--- Exercise objective ---
The lines to be extracted run from the start of the listing through the line containing "positive clicks: (113, 358)"; copy them exactly and nothing else.

--

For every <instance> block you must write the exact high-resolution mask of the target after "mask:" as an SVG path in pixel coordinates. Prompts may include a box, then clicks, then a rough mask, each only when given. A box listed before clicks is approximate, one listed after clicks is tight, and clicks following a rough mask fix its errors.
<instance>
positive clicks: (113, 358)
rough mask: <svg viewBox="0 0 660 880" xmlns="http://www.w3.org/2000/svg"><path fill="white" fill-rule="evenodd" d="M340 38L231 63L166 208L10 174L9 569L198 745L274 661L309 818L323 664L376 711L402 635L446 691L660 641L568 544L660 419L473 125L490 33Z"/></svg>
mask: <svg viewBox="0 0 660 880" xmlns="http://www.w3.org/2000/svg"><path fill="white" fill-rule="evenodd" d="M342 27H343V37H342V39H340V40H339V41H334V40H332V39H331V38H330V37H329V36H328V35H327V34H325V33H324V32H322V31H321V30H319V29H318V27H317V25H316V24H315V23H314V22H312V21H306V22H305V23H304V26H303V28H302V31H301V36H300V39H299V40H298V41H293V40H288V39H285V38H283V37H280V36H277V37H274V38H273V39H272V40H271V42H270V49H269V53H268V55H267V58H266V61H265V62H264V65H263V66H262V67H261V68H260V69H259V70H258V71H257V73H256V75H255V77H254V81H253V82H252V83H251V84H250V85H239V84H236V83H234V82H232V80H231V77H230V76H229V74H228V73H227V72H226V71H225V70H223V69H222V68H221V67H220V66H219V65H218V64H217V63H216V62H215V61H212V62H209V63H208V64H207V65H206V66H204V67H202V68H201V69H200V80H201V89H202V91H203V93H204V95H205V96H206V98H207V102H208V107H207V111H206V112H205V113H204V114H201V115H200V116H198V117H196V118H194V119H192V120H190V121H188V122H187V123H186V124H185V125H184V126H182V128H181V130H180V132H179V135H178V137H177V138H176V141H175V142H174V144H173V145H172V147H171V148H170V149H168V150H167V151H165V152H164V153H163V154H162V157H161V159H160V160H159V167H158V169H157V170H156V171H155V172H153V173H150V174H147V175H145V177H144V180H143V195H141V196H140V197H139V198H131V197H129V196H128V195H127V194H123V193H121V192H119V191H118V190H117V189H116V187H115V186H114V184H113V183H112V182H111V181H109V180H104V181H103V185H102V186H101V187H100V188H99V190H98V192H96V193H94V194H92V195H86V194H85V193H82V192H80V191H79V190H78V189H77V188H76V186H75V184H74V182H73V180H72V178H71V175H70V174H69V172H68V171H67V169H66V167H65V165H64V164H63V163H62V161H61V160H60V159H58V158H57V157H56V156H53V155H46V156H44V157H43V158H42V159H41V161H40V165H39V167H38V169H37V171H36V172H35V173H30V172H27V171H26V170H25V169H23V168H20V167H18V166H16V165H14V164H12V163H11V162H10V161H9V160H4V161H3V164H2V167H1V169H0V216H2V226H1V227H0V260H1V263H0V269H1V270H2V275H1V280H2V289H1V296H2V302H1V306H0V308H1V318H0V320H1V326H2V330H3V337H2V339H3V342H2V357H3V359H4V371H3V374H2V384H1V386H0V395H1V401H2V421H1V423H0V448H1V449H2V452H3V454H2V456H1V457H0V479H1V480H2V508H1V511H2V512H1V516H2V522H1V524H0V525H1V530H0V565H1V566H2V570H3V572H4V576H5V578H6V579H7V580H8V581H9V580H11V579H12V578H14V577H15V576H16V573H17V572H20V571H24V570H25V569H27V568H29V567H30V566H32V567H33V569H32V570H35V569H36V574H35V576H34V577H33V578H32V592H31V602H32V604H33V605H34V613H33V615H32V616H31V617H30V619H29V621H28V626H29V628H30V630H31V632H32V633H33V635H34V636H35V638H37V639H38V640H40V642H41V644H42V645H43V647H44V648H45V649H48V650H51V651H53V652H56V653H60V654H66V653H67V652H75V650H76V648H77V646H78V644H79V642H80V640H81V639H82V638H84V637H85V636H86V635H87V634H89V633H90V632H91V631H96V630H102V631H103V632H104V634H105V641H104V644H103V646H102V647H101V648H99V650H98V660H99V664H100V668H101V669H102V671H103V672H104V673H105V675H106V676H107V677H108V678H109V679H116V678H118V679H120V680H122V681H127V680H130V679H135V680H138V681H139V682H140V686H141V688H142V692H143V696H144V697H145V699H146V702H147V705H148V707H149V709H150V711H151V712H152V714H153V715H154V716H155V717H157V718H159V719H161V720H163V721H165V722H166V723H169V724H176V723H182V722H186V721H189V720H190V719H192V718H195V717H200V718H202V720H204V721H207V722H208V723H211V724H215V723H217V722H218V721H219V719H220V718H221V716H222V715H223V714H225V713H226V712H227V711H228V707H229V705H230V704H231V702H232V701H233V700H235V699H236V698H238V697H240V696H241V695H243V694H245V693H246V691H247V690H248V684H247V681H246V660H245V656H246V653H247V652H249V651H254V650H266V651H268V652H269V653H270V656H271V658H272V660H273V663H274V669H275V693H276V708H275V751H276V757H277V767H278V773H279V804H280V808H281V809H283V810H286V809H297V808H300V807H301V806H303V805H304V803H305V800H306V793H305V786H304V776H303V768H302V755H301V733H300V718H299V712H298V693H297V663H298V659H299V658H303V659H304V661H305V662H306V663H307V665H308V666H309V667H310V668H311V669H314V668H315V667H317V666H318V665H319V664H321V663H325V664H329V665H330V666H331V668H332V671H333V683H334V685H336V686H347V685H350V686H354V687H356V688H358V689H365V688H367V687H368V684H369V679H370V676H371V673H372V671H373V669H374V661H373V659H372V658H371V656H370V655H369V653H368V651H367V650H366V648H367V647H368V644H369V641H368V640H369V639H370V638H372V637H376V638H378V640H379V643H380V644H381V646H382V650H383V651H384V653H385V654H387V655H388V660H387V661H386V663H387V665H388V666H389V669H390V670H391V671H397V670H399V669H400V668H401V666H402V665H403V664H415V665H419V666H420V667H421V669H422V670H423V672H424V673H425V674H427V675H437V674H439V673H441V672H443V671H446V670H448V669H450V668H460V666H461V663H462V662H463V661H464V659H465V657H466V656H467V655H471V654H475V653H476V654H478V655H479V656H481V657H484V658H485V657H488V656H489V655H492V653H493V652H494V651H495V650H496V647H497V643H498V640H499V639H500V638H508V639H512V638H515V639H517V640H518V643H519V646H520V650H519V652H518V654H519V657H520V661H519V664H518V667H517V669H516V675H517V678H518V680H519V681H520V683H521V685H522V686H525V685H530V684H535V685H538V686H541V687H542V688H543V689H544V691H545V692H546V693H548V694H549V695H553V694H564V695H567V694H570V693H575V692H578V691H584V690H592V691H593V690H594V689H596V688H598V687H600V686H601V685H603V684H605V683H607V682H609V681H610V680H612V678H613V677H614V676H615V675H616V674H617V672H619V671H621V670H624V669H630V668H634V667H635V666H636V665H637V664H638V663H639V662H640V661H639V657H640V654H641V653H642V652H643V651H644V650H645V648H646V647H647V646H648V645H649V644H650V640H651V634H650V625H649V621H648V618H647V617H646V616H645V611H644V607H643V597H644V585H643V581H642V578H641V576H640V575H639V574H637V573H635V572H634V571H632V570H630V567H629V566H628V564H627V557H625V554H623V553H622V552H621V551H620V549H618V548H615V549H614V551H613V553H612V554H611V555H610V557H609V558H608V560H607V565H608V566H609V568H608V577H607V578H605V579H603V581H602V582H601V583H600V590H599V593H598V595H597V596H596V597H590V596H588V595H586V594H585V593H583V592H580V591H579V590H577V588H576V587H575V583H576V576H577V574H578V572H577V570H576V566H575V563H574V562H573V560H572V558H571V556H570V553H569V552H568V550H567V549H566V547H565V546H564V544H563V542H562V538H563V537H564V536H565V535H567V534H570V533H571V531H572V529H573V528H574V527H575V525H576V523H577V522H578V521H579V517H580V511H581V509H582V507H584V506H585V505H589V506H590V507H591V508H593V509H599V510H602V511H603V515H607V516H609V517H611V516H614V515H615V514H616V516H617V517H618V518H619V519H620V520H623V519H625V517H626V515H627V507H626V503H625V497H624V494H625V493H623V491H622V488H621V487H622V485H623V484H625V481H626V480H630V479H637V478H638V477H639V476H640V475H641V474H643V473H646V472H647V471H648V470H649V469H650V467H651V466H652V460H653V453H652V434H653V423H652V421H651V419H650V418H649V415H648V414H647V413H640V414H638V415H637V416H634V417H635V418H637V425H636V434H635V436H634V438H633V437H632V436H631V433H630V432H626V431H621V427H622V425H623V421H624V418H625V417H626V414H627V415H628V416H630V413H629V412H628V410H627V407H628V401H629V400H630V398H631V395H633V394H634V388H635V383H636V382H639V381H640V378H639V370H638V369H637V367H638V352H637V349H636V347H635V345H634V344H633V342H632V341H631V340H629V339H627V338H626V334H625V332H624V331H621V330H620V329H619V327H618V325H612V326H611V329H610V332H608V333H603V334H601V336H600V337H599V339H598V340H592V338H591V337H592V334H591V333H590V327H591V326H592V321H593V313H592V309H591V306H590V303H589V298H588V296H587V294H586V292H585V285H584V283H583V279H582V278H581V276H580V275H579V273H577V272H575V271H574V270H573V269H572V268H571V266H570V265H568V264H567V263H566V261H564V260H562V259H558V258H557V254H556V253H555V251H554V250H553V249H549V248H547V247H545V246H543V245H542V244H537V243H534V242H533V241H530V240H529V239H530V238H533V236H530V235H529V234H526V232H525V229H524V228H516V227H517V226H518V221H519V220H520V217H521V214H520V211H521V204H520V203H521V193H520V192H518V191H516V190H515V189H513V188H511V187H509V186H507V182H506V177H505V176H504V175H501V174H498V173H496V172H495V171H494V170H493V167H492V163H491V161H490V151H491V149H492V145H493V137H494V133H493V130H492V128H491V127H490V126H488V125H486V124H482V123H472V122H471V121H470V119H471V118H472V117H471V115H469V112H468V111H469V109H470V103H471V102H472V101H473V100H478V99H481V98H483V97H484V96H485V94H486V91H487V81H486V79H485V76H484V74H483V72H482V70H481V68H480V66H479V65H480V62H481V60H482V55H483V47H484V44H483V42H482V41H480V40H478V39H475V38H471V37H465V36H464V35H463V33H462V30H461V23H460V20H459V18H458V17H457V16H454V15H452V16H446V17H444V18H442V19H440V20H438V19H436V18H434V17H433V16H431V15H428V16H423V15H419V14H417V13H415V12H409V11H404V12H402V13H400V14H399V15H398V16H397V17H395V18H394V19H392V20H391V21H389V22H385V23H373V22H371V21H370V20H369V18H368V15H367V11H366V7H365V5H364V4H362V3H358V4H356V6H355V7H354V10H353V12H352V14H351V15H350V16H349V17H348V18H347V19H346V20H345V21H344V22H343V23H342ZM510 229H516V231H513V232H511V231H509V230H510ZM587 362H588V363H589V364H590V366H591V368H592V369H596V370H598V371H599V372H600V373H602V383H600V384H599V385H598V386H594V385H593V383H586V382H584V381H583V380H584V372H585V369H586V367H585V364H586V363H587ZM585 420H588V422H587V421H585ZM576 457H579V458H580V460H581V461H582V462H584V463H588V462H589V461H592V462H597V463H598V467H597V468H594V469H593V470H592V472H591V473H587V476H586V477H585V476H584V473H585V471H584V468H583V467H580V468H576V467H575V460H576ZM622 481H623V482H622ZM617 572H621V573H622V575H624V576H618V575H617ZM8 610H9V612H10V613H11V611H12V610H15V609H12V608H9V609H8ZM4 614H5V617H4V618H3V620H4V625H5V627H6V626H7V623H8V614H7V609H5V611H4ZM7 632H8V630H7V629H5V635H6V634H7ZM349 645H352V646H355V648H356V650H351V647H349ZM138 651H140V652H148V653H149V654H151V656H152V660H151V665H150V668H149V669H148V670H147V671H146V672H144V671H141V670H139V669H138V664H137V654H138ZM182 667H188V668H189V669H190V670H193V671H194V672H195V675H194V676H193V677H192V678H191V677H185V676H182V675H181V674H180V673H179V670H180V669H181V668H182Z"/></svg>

--

--- Exercise result ---
For every <instance> block you must write the exact high-resolution mask of the target after "mask:" as an SVG path in pixel coordinates. Prompts may include a box, then clicks, then a rough mask, each only when given. A box listed before clicks is approximate, one listed after clicks is tight, and clicks following a rough mask fix its errors.
<instance>
positive clicks: (113, 358)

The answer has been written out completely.